ABOUT THIS EXERCISE → Using the entries below, show all lines with the string "tree".

-=-=-=-=-

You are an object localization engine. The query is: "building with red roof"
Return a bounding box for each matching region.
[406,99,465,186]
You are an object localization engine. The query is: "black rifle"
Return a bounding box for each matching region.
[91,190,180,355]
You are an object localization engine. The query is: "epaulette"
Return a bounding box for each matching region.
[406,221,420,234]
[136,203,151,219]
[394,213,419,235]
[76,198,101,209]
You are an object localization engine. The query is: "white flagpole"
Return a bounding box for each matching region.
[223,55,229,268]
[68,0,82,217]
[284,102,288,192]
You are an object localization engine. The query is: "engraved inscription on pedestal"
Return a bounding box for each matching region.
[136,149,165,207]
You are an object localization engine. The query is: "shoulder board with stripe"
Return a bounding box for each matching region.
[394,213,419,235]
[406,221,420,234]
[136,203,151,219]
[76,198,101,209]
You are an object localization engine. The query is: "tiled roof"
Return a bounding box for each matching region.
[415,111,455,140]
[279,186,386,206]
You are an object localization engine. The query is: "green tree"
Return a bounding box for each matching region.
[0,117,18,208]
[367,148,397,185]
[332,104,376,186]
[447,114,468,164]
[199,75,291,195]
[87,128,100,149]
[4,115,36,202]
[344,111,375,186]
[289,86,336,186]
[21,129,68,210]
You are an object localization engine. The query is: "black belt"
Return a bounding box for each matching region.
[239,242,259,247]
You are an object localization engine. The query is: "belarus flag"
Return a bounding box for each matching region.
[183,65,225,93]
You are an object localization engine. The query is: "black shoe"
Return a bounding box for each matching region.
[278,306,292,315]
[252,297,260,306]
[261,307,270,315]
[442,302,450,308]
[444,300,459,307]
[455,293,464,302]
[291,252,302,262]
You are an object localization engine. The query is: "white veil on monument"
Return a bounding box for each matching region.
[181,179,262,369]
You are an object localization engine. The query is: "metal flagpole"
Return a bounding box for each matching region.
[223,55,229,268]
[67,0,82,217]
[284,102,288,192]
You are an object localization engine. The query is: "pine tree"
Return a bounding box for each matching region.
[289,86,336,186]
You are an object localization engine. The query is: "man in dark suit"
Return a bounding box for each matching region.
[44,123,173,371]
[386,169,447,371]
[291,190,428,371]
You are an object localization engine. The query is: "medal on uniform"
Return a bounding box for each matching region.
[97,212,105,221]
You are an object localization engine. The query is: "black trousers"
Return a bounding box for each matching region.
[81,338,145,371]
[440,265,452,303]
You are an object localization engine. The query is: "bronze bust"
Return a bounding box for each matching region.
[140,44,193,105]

-=-=-=-=-

RESPONSE BOX →
You are an object localization engine. The query is: "green tree"
You are an object localization engine. The query is: "pine tree"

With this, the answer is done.